- _Passage_
┌──
Latency is another consideration in an ultrathin-client environment. If bandwidth is the road's speed limit, latency is how often you are stopped at a traffic signal trying to get from point A to point B.
“With ultrathin clients, every interaction has to be processed by the server, so even the smallest operation may be subject to delays due to latency,” Lundström said.
Technologies are making it ever easier for clinicians to work remotely. But their needs will challenge vendors.
“As access extends outside the hospital network, software developers must ensure their applications perform well on low-bandwidth networks, often with poor latency,” said Don Dennison, director of eHealth and regional health business for Agfa Healthcare.
Agfa is one of the major players moving toward ultrathin- and zeroclient applications. At the 2008 RSNA meeting, Agfa unveiled a work-inprogress zero-client solution that allows viewing of medical images, reports, and other multimedia content without any software download to the client.
└──
- _Questions_
• 1. In the passage on ultrathin clients, switch "clinicians" to "physicians" and give the text from "Latency is another" up to and including "will challenge vendors.".
• 2. Translate this sentence from the passage on ultrathin clients into Spanish: "Technologies are making it ever easier for clinicians to work remotely."
• 3. According to the passage on ultrathin clients, what position does Don Dennison hold?

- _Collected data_
┌──
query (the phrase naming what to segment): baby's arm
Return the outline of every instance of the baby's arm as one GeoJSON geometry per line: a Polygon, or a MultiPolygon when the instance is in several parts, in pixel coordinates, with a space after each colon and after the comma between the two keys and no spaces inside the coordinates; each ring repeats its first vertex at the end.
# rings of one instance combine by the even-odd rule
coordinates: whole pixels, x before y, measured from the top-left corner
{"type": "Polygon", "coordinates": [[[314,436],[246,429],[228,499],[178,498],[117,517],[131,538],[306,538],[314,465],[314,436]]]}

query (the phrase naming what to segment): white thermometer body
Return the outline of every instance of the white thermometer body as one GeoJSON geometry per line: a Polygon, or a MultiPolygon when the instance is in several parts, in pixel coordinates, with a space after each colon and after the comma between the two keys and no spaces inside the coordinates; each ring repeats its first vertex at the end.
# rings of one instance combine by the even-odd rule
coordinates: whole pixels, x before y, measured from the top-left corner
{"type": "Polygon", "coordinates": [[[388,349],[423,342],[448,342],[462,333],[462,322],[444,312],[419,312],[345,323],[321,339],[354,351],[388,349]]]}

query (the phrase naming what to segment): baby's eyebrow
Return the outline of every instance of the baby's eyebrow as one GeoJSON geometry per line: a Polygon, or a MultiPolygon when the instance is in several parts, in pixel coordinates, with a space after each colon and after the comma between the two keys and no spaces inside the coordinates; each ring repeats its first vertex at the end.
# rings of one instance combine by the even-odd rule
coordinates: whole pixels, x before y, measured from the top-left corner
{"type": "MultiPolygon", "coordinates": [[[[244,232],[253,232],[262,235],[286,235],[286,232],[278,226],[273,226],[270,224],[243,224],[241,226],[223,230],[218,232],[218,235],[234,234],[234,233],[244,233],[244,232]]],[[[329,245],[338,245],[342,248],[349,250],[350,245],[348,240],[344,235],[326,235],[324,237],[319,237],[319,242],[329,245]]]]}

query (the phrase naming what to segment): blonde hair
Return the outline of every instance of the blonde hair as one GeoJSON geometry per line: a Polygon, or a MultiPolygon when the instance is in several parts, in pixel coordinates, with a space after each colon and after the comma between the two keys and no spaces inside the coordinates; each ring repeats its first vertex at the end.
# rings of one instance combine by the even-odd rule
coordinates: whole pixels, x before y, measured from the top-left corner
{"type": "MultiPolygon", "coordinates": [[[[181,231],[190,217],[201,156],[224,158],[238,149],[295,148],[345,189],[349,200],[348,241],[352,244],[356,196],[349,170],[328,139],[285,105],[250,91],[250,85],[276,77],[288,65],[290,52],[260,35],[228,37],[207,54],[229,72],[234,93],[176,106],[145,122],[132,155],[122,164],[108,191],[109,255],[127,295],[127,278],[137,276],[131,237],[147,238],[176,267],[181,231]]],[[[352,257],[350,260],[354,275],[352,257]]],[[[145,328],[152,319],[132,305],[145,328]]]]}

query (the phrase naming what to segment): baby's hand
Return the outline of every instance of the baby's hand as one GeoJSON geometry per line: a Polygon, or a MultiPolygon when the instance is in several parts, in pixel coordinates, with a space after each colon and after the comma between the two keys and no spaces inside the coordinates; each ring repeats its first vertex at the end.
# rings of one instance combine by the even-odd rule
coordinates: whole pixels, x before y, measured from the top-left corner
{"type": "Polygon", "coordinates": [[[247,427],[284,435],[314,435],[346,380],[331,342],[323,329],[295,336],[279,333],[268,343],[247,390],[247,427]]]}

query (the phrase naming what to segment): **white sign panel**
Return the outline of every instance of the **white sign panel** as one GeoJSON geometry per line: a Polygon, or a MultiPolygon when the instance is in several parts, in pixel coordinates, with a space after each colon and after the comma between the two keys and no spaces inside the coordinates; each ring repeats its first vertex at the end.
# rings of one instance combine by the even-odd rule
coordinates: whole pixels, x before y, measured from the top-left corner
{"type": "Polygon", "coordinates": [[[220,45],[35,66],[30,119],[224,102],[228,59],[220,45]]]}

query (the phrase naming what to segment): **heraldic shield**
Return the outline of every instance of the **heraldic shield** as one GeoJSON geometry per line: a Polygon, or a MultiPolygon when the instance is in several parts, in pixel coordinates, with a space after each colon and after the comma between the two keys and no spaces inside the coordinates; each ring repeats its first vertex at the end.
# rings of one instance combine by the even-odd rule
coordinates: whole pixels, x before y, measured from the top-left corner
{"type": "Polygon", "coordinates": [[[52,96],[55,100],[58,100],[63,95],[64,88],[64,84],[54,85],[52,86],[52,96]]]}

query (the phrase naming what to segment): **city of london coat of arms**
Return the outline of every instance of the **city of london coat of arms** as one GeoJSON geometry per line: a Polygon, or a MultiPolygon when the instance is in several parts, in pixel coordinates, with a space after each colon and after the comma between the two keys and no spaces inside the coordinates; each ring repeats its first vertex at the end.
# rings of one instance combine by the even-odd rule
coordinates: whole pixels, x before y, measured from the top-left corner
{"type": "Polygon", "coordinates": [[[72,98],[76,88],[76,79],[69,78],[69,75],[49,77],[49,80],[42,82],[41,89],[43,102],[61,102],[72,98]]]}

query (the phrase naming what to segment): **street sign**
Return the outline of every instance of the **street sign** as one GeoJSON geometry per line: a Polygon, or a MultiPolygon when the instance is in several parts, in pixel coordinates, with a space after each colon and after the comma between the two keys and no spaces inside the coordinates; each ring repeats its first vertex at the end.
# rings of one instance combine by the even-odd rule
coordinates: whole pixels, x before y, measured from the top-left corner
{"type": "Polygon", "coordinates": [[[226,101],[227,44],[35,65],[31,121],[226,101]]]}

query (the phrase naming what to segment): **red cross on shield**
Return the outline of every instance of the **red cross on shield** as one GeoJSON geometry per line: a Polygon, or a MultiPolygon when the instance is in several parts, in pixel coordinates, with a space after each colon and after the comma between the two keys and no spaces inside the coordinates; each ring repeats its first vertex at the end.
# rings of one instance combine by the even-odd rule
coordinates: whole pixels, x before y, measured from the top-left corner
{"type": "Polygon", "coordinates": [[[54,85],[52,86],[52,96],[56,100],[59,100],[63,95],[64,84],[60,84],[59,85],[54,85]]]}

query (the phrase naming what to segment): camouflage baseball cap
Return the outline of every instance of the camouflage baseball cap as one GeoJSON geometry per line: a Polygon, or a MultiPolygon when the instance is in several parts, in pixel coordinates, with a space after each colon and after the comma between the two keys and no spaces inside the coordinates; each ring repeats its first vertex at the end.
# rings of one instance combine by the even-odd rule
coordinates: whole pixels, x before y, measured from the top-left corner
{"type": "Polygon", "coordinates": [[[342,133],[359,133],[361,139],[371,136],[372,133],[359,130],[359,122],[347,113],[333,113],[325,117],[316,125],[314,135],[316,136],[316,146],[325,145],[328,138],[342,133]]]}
└──
- _Answer set_
• 1.
Latency is another consideration in an ultrathin-client environment. If bandwidth is the road's speed limit, latency is how often you are stopped at a traffic signal trying to get from point A to point B.
“With ultrathin clients, every interaction has to be processed by the server, so even the smallest operation may be subject to delays due to latency,” Lundström said.
Technologies are making it ever easier for physicians to work remotely. But their needs will challenge vendors.

• 2. Las tecnologías hacen que a los profesionales clínicos les resulte cada vez más fácil trabajar a distancia.

• 3. Director of eHealth and regional health business for Agfa Healthcare.